_Listed records_

------------------------------------------------

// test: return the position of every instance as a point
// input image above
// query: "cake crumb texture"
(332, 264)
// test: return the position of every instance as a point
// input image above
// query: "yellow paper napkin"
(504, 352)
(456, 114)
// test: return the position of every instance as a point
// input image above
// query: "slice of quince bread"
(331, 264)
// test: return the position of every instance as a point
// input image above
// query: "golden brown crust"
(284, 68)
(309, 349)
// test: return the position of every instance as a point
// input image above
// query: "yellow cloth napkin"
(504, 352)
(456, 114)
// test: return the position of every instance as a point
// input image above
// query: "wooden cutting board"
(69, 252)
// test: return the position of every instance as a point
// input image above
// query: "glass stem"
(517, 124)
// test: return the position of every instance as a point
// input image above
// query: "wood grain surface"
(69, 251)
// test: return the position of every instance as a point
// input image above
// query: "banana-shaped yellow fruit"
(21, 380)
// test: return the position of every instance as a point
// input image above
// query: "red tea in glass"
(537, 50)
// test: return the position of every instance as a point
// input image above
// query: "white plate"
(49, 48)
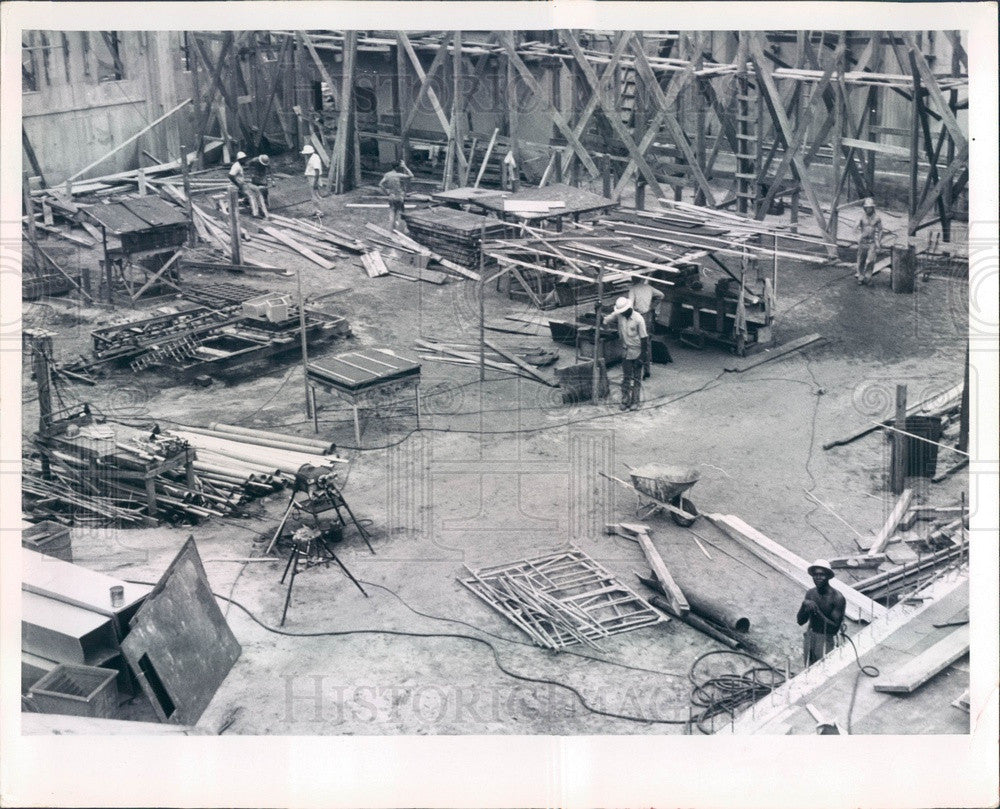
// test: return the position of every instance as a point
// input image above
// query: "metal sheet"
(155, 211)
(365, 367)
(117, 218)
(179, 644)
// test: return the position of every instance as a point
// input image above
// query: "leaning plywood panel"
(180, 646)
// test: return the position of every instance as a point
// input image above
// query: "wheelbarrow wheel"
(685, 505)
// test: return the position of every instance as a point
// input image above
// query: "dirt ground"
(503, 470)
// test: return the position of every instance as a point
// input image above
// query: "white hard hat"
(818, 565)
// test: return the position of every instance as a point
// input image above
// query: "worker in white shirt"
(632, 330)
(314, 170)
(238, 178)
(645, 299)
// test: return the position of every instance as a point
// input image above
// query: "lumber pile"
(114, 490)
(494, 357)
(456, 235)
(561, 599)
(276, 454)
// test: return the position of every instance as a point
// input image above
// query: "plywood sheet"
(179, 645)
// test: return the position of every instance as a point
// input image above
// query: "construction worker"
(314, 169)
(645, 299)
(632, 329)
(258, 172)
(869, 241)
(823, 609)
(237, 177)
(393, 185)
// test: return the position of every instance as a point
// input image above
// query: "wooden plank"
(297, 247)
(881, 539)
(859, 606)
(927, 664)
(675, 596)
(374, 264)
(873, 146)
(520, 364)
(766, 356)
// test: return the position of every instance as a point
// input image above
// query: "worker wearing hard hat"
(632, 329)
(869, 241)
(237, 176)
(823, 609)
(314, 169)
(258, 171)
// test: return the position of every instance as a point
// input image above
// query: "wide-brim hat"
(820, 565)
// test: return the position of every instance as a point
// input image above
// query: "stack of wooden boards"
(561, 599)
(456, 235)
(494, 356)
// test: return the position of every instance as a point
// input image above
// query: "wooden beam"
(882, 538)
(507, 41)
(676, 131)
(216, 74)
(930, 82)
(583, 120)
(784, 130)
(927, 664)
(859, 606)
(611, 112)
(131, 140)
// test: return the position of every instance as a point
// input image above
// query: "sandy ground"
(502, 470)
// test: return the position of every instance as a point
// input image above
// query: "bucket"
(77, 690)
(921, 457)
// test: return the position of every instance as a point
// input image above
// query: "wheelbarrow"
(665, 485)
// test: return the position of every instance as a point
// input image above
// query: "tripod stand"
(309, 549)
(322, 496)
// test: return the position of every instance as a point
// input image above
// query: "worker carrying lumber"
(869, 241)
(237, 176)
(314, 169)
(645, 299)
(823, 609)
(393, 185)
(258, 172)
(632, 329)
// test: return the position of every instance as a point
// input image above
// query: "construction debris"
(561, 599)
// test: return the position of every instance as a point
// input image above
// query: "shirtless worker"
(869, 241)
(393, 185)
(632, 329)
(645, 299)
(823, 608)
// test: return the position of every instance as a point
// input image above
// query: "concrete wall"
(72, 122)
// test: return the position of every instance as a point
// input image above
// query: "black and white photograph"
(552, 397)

------------------------------------------------

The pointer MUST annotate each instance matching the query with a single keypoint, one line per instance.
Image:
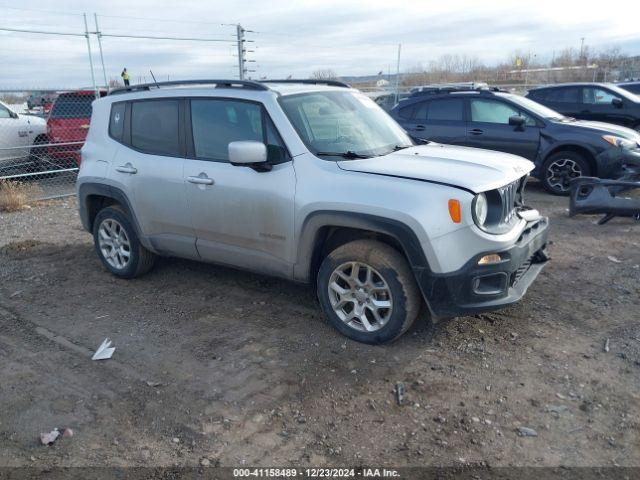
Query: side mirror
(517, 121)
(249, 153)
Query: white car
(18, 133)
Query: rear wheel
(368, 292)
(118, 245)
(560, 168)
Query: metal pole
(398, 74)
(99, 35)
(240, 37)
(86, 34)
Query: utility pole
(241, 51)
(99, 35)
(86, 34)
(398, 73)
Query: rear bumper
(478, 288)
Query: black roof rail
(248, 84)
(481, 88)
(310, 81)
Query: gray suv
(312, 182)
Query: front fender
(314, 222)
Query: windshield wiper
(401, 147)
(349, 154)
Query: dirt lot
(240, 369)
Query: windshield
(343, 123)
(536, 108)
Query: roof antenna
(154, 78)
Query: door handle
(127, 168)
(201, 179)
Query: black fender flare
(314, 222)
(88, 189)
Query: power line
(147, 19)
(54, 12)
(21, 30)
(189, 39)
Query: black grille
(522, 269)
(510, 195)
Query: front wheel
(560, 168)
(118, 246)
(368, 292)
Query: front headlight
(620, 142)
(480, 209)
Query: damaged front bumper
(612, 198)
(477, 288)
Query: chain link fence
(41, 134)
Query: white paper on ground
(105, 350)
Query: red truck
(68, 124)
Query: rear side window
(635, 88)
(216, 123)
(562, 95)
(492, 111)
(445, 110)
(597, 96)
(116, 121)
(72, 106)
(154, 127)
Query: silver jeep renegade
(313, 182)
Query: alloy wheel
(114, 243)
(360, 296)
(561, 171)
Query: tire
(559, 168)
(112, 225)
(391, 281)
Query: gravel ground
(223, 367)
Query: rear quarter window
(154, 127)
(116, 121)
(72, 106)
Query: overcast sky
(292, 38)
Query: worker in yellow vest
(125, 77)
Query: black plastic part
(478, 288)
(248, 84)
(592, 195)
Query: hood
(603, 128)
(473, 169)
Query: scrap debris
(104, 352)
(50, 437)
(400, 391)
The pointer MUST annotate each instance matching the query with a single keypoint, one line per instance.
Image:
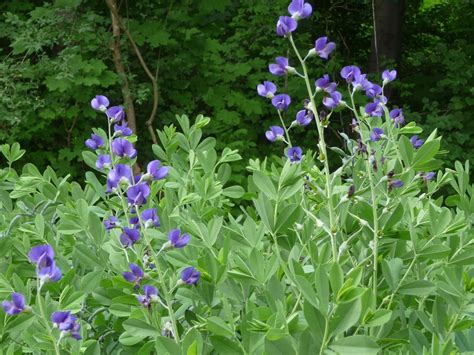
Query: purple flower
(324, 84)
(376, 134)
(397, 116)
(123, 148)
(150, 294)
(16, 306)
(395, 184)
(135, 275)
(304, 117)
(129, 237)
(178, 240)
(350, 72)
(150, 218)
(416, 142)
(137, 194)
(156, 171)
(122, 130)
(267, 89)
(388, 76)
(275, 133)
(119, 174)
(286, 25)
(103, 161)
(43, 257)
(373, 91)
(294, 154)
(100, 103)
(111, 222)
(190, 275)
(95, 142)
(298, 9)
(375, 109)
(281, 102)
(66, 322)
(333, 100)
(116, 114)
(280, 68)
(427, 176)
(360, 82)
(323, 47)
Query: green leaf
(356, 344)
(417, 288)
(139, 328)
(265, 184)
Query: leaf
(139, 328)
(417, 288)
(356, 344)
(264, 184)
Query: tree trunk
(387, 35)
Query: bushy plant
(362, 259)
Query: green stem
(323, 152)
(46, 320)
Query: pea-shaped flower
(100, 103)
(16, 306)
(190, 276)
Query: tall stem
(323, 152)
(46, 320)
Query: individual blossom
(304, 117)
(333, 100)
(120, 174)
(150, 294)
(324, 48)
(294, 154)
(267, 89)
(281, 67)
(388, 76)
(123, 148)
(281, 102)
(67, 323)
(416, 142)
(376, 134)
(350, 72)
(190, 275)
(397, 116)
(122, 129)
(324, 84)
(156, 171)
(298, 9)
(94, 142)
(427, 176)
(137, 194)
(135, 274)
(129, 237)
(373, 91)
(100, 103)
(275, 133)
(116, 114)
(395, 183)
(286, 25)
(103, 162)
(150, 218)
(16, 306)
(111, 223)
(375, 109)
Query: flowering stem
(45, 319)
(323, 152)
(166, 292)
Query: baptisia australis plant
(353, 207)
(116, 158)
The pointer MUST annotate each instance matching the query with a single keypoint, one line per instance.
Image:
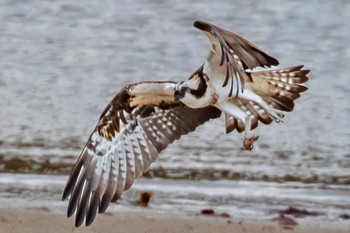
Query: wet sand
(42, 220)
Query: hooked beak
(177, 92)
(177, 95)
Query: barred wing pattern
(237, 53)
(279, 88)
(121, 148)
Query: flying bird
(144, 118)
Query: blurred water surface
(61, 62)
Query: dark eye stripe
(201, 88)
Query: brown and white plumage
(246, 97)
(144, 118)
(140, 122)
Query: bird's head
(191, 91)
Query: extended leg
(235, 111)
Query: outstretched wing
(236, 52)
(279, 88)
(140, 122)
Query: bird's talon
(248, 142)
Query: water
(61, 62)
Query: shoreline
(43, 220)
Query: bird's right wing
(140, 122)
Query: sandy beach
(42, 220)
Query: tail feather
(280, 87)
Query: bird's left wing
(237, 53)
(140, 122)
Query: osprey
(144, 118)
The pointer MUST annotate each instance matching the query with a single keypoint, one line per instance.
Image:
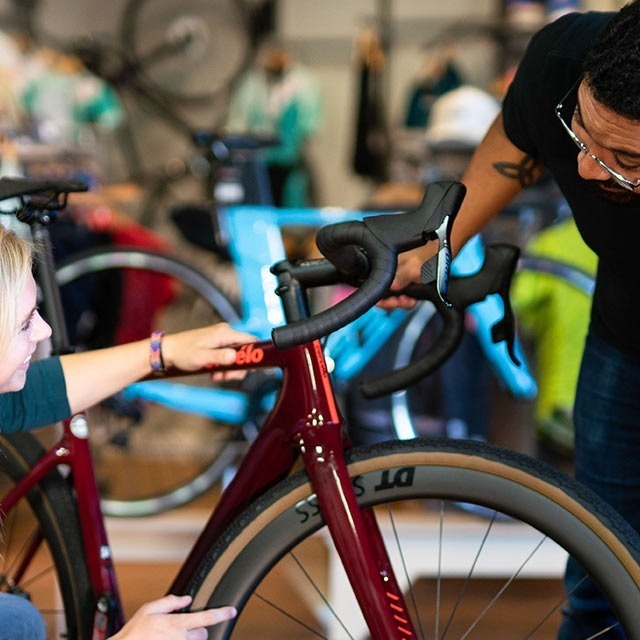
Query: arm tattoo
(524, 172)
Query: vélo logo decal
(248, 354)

------------------------------------------------

_Aim of the task_
State how many lines in the material above contain the string "wooden". Give only the number.

_Output for this exercise_
4